### Task to complete:
Provide a verbatim copy of the data below.

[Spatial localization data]
§
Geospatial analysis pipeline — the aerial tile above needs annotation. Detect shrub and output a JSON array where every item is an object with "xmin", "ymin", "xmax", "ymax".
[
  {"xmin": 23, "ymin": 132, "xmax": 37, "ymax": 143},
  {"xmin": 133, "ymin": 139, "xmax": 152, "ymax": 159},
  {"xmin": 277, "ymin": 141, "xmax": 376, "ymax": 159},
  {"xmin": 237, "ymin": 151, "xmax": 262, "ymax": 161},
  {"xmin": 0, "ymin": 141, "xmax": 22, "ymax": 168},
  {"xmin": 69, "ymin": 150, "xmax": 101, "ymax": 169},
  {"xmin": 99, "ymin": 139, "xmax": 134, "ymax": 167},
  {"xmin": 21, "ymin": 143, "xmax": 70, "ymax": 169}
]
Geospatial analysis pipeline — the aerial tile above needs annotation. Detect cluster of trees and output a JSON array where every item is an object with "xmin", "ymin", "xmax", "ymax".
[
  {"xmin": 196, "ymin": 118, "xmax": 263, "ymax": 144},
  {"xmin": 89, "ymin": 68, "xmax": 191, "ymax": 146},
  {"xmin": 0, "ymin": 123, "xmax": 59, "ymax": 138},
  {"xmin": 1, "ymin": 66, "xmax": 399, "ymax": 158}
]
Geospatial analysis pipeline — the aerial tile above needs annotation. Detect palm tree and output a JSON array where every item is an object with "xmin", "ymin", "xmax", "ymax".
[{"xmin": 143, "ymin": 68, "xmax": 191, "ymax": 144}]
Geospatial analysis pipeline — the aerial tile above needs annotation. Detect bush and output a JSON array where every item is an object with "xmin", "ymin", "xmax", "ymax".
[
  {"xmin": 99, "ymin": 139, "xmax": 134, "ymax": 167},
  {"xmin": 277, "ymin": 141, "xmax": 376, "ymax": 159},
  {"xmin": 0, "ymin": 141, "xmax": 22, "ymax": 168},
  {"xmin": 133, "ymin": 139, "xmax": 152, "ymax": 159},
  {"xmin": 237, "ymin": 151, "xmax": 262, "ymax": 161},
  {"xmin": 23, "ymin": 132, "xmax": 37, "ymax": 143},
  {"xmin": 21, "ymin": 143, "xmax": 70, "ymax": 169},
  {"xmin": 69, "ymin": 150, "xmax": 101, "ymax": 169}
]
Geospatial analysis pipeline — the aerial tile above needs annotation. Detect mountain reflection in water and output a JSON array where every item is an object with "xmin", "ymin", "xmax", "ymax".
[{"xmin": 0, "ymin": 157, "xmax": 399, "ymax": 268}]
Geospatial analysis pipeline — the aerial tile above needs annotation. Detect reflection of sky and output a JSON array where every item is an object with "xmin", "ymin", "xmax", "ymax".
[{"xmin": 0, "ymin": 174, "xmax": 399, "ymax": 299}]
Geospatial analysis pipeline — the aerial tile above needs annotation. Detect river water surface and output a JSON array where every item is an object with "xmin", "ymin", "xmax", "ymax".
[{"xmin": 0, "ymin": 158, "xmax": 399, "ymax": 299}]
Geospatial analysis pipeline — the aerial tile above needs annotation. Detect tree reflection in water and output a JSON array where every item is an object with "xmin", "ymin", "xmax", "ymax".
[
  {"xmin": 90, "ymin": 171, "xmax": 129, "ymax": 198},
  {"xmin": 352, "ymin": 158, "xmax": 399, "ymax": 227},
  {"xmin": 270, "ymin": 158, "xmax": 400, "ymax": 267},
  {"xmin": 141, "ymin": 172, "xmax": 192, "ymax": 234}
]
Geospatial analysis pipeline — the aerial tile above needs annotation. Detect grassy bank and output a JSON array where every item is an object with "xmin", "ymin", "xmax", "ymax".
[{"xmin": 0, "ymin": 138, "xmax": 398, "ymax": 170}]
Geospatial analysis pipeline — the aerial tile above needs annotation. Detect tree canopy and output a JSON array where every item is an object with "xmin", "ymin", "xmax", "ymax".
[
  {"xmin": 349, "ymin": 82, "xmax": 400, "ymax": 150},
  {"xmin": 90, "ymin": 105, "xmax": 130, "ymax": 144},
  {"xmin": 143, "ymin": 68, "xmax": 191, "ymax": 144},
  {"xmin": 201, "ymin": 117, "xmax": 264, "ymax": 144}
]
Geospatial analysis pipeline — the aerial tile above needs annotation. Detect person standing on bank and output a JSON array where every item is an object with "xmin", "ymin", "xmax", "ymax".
§
### Output for this task:
Geospatial analysis pipeline — the aerial tile above needs annotation. Detect shrub and output a JSON array where every item is an object with "xmin", "ymin", "xmax", "ymax".
[
  {"xmin": 23, "ymin": 132, "xmax": 37, "ymax": 143},
  {"xmin": 133, "ymin": 139, "xmax": 152, "ymax": 159},
  {"xmin": 277, "ymin": 141, "xmax": 376, "ymax": 159},
  {"xmin": 237, "ymin": 151, "xmax": 262, "ymax": 161},
  {"xmin": 0, "ymin": 141, "xmax": 22, "ymax": 168},
  {"xmin": 69, "ymin": 150, "xmax": 101, "ymax": 169},
  {"xmin": 99, "ymin": 139, "xmax": 134, "ymax": 167},
  {"xmin": 21, "ymin": 143, "xmax": 70, "ymax": 169}
]
Geospatial analysis pipeline — the aerial tile above needs annotation. Detect cluster of trees and output a JSON array where every item is an object with "xmin", "ymin", "xmax", "ymax".
[
  {"xmin": 196, "ymin": 118, "xmax": 263, "ymax": 144},
  {"xmin": 89, "ymin": 68, "xmax": 191, "ymax": 146},
  {"xmin": 0, "ymin": 123, "xmax": 59, "ymax": 138},
  {"xmin": 1, "ymin": 66, "xmax": 399, "ymax": 158}
]
Geospatial analysis pipeline — the aerial tile above needs annotation. Detect palm tree and output a JSON array where every item is an object with "xmin", "ymin", "xmax", "ymax".
[{"xmin": 143, "ymin": 68, "xmax": 191, "ymax": 144}]
Geospatial analysis pipeline — the aerial tile above needs annotation. Detect bush and output a JSON array where every item is an object with "xmin", "ymin", "xmax", "ymax".
[
  {"xmin": 99, "ymin": 139, "xmax": 134, "ymax": 167},
  {"xmin": 277, "ymin": 141, "xmax": 376, "ymax": 159},
  {"xmin": 0, "ymin": 141, "xmax": 22, "ymax": 168},
  {"xmin": 133, "ymin": 139, "xmax": 152, "ymax": 159},
  {"xmin": 237, "ymin": 151, "xmax": 262, "ymax": 161},
  {"xmin": 23, "ymin": 132, "xmax": 37, "ymax": 143},
  {"xmin": 21, "ymin": 143, "xmax": 70, "ymax": 169},
  {"xmin": 69, "ymin": 150, "xmax": 101, "ymax": 169}
]
Geospatial analysis pipeline — the aerial tile above needs annotation. Detect mountain reflection in water and output a JSON array where every item is an object with "xmin", "ymin", "xmax", "ymax".
[{"xmin": 0, "ymin": 157, "xmax": 399, "ymax": 268}]
Geospatial analysis pipeline — the aerial tile above needs annotation. Detect reflection of sky and output a JSON array where every item is an object with "xmin", "ymin", "xmax", "ymax".
[{"xmin": 0, "ymin": 174, "xmax": 399, "ymax": 299}]
Geospatial analysis pipeline — the aerial tile above needs annotation. Detect river water surface and output a JSON array where every item is an object with "xmin", "ymin", "xmax", "ymax".
[{"xmin": 0, "ymin": 158, "xmax": 399, "ymax": 299}]
Geospatial analysis pipeline — the aerial tile above needs annotation. Detect tree reflection in water and output a JSON array where every item is an object with "xmin", "ymin", "xmax", "ymax".
[
  {"xmin": 90, "ymin": 171, "xmax": 129, "ymax": 198},
  {"xmin": 352, "ymin": 158, "xmax": 399, "ymax": 227},
  {"xmin": 270, "ymin": 158, "xmax": 400, "ymax": 267},
  {"xmin": 141, "ymin": 172, "xmax": 192, "ymax": 234}
]
Geospatial analysis pipeline — the aerial tile above needs annotation. Detect grassy bank and output a JSON array where every item is an object with "xmin", "ymin", "xmax", "ymax".
[{"xmin": 0, "ymin": 138, "xmax": 398, "ymax": 170}]
Geospatial analysis pipeline — the aerial tile above needs annotation. Detect tree canopy and output a JSON array where every item is an object with "xmin", "ymin", "xmax", "ymax".
[
  {"xmin": 349, "ymin": 82, "xmax": 400, "ymax": 150},
  {"xmin": 90, "ymin": 105, "xmax": 130, "ymax": 144},
  {"xmin": 143, "ymin": 68, "xmax": 191, "ymax": 144},
  {"xmin": 201, "ymin": 117, "xmax": 264, "ymax": 144}
]
Geospatial analysis pipeline — the aerial tile above needs annotation. Detect person standing on bank and output a JSON array where every item is an object with "xmin", "ymin", "xmax", "ymax".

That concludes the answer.